Mit über 230 Gemälden nehmen Blumenbilder einen bedeutenden Platz in Augusto Giacomettis Œuvre ein. Für den 1877 im kleinen Bergeller Dorf Stampa geborenen Künstler sind sie einerseits eine willkommene Einnahmequelle, denn die Werke sind beim breiten Kunstpublikum gefragt. Andererseits eignen sich die floralen Motive für das zentrale Anliegen Giacomettis, das sich durch alle Schaffensphasen zieht: das Thema der Farbe. Seien es Darstellungen nach Blumen in der freien Natur seiner Bergeller Heimat, zu denen vor allem die frühen Werke zählen, oder im Atelier arrangierte Blumenstillleben, immer steht das Wechselspiel der zumeist kräftigen Farbe im Vordergrund. In den frühen Blumenbildern spachtelt Giacometti die Farbe mosaikartig auf die Leinwand und lässt ihr zunehmend einen abstrakten künstlerischen Eigenwert zukommen. Ab 1917 wird der Pinselduktus wieder lasierender und das Dargestellte in seiner Gegenständlichkeit besser lesbar.

» **UNTERSUCHTE DATEN**
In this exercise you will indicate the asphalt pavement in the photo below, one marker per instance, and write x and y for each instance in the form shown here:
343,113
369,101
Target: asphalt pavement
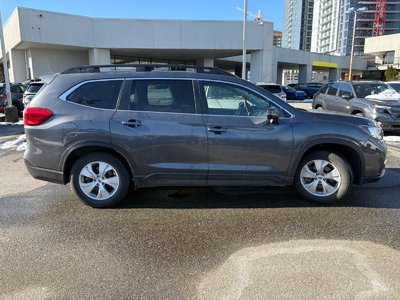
222,243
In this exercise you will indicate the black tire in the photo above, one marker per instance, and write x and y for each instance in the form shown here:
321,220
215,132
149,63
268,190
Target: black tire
335,164
116,171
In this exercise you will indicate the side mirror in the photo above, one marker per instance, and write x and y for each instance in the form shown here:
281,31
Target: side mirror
273,115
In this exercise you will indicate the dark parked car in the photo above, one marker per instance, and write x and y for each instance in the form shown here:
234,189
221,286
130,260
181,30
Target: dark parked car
17,91
310,88
370,99
293,94
273,88
394,85
157,126
31,91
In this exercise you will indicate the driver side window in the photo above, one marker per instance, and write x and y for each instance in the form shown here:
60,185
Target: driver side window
232,100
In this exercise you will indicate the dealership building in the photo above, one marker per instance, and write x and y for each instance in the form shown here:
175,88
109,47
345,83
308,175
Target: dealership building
42,42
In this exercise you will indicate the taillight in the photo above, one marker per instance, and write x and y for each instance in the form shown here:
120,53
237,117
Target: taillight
34,116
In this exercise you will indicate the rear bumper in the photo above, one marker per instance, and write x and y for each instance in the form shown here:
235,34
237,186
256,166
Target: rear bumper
364,180
44,174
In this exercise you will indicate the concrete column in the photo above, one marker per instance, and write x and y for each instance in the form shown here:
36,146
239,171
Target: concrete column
17,66
279,75
99,56
397,58
238,71
334,74
305,73
205,62
261,68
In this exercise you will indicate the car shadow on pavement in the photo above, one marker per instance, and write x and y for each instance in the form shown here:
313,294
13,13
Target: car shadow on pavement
376,195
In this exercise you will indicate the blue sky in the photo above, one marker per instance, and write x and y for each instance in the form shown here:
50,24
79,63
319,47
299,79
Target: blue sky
271,10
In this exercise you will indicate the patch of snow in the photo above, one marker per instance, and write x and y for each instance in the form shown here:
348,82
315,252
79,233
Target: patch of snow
22,147
14,144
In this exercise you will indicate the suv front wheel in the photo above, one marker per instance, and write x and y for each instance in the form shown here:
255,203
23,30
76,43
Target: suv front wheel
100,179
323,177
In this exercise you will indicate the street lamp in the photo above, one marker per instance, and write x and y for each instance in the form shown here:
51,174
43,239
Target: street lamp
5,65
355,11
244,40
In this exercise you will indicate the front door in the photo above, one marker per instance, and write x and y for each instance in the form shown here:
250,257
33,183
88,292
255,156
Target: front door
158,128
243,147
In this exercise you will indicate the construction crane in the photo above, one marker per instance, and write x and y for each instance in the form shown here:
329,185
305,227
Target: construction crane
380,18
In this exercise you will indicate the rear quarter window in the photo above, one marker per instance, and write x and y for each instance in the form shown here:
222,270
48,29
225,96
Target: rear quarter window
34,88
99,94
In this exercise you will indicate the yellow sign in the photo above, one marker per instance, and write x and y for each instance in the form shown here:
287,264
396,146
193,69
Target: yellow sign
325,64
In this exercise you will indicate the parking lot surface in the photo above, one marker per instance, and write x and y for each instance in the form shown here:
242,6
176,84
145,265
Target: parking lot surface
222,243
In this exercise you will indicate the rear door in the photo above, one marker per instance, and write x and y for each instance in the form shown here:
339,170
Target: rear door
156,126
244,148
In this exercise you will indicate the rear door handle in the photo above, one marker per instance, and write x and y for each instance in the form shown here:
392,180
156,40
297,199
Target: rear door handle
217,129
132,123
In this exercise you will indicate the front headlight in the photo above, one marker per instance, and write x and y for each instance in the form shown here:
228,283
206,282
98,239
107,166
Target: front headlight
373,131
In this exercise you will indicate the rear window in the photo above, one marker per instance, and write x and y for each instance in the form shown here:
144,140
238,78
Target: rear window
34,88
366,89
99,94
396,86
272,88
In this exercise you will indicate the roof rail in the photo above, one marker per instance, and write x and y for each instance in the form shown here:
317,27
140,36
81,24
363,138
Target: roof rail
145,68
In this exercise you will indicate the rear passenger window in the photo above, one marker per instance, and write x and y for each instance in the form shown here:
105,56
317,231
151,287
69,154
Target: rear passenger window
345,90
99,94
333,88
159,95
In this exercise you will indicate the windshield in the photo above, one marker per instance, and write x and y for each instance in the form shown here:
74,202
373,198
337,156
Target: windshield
367,89
34,88
274,89
396,86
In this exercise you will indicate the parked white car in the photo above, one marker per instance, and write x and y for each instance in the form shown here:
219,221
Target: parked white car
394,85
273,88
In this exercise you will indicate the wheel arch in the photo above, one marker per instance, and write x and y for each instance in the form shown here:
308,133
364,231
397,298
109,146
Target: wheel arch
342,148
78,151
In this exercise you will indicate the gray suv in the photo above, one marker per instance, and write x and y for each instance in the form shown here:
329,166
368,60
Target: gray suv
371,99
102,128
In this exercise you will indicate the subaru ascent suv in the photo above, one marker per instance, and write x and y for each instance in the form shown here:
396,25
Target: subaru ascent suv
103,128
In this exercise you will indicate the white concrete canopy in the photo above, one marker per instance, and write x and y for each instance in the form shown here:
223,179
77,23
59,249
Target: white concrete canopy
41,42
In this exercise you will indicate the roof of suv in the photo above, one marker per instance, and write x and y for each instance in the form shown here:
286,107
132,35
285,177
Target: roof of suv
145,68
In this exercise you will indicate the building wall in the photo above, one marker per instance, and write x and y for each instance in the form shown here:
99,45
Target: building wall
325,26
48,27
49,61
292,24
386,50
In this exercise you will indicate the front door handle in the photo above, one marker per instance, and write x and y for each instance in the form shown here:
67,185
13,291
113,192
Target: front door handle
217,129
132,123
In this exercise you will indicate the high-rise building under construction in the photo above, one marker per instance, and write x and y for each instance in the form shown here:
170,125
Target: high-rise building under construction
332,24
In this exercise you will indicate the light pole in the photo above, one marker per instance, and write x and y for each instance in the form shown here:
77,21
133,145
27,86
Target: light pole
355,11
5,65
244,41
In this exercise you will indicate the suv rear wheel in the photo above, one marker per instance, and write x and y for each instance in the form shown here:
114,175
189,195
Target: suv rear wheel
323,177
100,179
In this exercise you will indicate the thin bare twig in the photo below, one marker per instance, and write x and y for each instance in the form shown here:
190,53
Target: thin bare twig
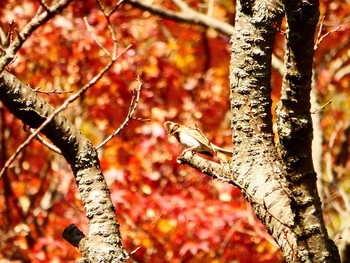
46,143
322,107
72,98
48,92
321,38
38,20
133,105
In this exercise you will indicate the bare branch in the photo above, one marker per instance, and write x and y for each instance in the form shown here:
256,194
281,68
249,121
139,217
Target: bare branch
187,15
68,101
132,108
38,20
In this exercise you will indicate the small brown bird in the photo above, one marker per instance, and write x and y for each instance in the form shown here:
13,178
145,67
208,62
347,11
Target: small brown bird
192,139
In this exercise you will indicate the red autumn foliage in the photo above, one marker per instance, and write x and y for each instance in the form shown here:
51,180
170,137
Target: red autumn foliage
167,212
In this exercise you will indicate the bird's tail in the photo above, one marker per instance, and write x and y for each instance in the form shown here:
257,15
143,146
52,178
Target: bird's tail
218,149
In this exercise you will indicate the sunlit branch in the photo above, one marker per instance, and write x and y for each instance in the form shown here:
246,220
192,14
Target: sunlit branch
187,15
191,16
38,20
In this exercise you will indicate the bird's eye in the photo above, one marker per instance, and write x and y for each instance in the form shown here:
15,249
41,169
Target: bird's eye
174,128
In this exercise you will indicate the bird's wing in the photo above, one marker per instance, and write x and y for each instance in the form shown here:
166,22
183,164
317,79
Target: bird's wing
198,136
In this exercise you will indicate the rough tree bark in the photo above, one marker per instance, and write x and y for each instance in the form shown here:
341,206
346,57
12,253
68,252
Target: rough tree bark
103,243
277,180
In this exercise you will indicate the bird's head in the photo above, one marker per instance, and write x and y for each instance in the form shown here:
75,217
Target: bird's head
171,127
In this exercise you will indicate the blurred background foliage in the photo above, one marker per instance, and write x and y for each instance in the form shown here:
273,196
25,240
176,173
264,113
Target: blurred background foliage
167,212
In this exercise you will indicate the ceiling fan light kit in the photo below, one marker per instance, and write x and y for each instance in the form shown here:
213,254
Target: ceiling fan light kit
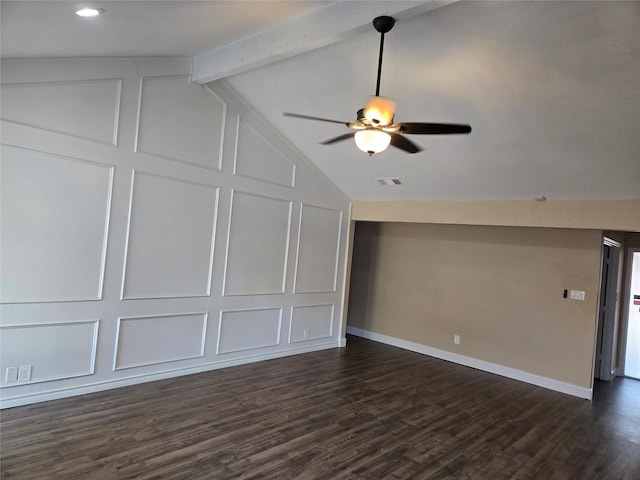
374,127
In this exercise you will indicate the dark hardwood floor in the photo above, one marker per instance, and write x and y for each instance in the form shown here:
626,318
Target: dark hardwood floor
369,411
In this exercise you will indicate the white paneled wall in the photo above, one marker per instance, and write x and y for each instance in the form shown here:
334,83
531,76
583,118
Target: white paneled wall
152,227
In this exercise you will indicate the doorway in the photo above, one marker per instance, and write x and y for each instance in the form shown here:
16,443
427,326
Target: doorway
608,309
631,357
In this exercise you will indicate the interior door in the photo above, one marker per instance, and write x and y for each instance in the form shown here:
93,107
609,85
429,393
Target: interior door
608,312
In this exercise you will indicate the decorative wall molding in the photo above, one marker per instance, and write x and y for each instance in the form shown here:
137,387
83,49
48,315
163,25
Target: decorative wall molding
161,185
257,158
40,105
317,250
311,322
176,121
248,329
159,339
257,244
78,344
8,401
533,379
56,216
172,241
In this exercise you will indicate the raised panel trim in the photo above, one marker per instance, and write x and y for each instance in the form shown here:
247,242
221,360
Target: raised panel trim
205,317
94,348
126,246
218,166
219,351
105,238
295,307
291,184
226,253
335,274
117,102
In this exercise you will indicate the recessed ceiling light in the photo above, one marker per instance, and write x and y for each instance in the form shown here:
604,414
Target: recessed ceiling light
389,181
89,12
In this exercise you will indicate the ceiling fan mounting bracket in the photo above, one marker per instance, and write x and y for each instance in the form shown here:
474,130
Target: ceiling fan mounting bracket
383,24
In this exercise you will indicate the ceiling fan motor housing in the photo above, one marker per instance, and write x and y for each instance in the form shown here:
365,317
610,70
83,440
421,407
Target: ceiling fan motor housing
383,24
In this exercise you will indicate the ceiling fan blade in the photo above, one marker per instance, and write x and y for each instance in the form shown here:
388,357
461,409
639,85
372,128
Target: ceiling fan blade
403,143
308,117
414,128
333,140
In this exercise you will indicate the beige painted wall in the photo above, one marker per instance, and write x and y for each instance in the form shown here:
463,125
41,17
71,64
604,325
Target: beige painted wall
499,288
584,214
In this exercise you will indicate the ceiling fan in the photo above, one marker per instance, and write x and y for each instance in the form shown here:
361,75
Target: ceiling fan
374,129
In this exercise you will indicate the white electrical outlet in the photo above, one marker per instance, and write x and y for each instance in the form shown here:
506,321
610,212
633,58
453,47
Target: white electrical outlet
24,373
577,295
11,375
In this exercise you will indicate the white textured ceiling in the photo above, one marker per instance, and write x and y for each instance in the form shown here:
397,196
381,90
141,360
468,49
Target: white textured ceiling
551,89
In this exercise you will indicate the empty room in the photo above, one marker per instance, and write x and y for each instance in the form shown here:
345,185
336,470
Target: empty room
300,239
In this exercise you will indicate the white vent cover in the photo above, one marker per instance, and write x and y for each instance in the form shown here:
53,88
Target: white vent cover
389,181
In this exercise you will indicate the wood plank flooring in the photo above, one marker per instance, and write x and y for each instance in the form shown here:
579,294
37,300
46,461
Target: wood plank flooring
369,411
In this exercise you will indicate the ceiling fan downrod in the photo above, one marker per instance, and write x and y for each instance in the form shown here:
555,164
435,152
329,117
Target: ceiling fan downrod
383,25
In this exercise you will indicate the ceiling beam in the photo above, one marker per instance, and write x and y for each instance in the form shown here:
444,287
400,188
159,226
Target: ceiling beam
329,24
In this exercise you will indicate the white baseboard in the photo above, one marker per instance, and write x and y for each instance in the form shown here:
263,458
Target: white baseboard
56,394
533,379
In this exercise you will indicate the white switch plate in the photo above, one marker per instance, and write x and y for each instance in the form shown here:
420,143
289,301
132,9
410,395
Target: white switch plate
24,373
577,294
11,375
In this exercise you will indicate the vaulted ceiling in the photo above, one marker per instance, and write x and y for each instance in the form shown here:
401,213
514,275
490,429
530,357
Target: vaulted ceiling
551,89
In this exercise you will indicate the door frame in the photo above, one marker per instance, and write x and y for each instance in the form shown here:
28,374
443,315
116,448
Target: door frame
607,332
624,323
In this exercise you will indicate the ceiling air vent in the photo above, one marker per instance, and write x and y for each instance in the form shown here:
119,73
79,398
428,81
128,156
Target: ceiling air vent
389,181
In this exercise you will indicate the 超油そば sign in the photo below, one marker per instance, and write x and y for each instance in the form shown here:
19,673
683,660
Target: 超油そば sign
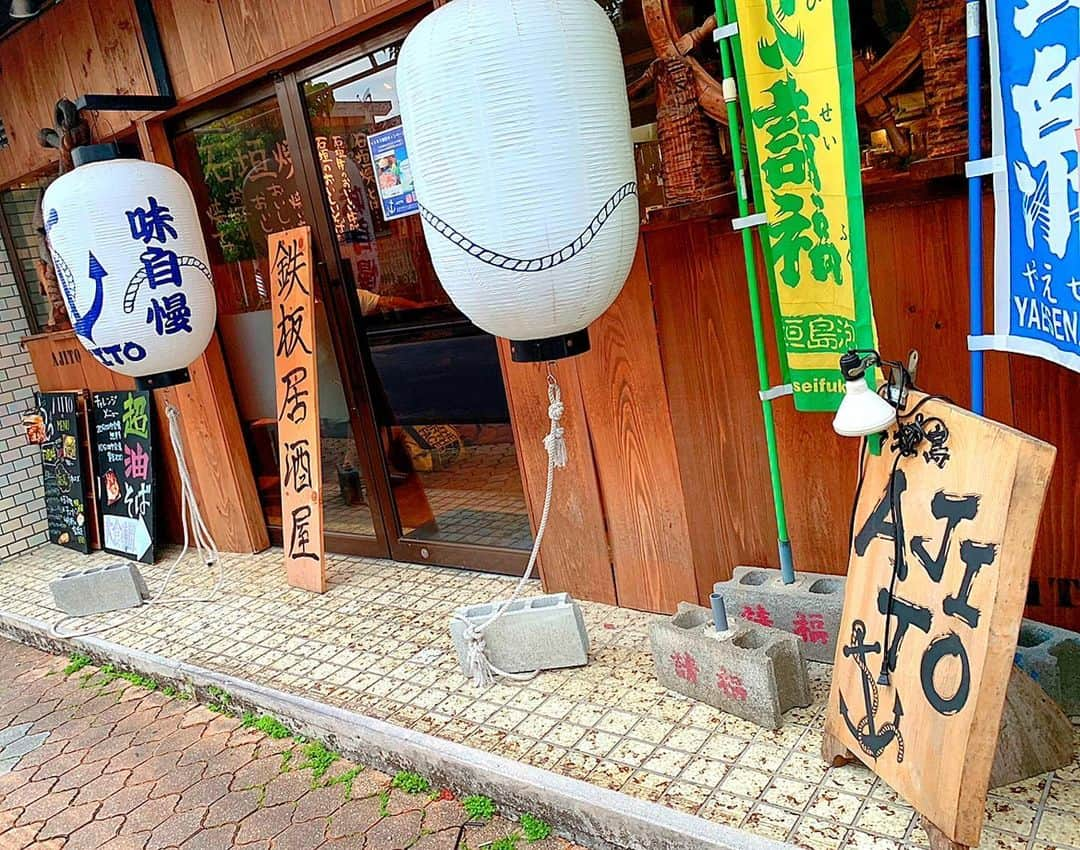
934,597
798,95
123,445
393,177
1035,85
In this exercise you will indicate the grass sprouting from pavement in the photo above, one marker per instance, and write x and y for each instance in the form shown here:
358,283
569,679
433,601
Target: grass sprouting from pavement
346,780
478,807
220,700
410,782
534,828
267,724
76,662
319,758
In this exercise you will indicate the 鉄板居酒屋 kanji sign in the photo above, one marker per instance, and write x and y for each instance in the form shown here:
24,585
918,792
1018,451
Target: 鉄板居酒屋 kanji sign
293,306
960,531
800,118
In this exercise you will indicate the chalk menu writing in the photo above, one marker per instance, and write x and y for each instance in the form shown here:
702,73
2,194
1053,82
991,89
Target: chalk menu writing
62,466
293,305
123,445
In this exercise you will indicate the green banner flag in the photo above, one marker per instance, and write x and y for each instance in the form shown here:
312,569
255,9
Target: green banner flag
798,100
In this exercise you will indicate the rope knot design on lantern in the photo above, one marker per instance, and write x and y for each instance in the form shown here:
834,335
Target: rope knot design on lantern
537,264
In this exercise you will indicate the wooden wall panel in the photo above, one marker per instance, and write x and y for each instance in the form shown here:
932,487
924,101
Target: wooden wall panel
637,464
71,49
257,30
193,40
699,289
574,556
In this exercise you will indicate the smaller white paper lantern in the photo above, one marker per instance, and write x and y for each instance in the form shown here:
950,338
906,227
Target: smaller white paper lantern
132,265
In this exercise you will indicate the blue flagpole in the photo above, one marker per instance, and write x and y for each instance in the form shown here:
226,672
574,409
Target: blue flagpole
975,197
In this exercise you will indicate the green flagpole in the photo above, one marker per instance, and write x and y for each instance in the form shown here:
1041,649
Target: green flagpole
731,97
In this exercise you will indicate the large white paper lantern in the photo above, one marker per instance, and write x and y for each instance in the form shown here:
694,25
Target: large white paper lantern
132,264
517,132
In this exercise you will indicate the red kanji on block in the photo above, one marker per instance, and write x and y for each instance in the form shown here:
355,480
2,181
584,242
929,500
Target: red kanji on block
758,615
730,685
686,666
811,628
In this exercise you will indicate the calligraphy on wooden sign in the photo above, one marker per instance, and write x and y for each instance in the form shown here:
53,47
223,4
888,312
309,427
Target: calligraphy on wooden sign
293,306
923,656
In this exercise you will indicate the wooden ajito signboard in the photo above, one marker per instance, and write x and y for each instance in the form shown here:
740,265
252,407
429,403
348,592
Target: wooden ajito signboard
958,514
123,446
293,306
65,479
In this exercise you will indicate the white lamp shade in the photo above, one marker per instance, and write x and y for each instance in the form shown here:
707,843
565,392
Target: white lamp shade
517,131
132,264
862,412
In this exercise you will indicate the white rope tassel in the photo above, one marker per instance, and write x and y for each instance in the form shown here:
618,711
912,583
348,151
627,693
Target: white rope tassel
555,443
481,669
203,541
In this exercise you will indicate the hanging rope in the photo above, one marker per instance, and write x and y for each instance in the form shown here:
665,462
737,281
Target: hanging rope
480,666
203,541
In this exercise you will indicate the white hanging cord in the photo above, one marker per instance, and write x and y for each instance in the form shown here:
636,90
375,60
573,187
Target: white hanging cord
203,541
483,672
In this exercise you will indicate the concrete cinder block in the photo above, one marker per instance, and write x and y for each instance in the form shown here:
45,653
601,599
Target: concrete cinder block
97,590
751,671
538,633
1051,656
810,608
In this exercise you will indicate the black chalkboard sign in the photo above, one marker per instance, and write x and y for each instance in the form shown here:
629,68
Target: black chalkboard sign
123,446
62,466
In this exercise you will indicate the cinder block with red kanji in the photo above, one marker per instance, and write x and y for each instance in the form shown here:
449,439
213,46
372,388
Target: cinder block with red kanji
752,671
810,608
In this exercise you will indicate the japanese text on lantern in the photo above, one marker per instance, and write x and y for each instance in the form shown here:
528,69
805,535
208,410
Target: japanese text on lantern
293,306
797,73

» **AUFGABE**
Entscheiden Sie für jede Aussage, ob sie mit dem Textausschnitt übereinstimmt, und belegen Sie Ihr Ja oder Nein mit einem wörtlichen Zitat der entscheidenden Stelle. (a) Giacometti wurde 1877 in Stampa geboren. (b) Beim breiten Kunstpublikum waren seine Blumenbilder kaum gefragt. (c) Ab 1917 trägt Giacometti die Farbe mosaikartig mit dem Spachtel auf.

» **LÖSUNG**
(a) Ja: „Für den 1877 im kleinen Bergeller Dorf Stampa geborenen Künstler“
(b) Nein: „denn die Werke sind beim breiten Kunstpublikum gefragt“
(c) Nein: „Ab 1917 wird der Pinselduktus wieder lasierender“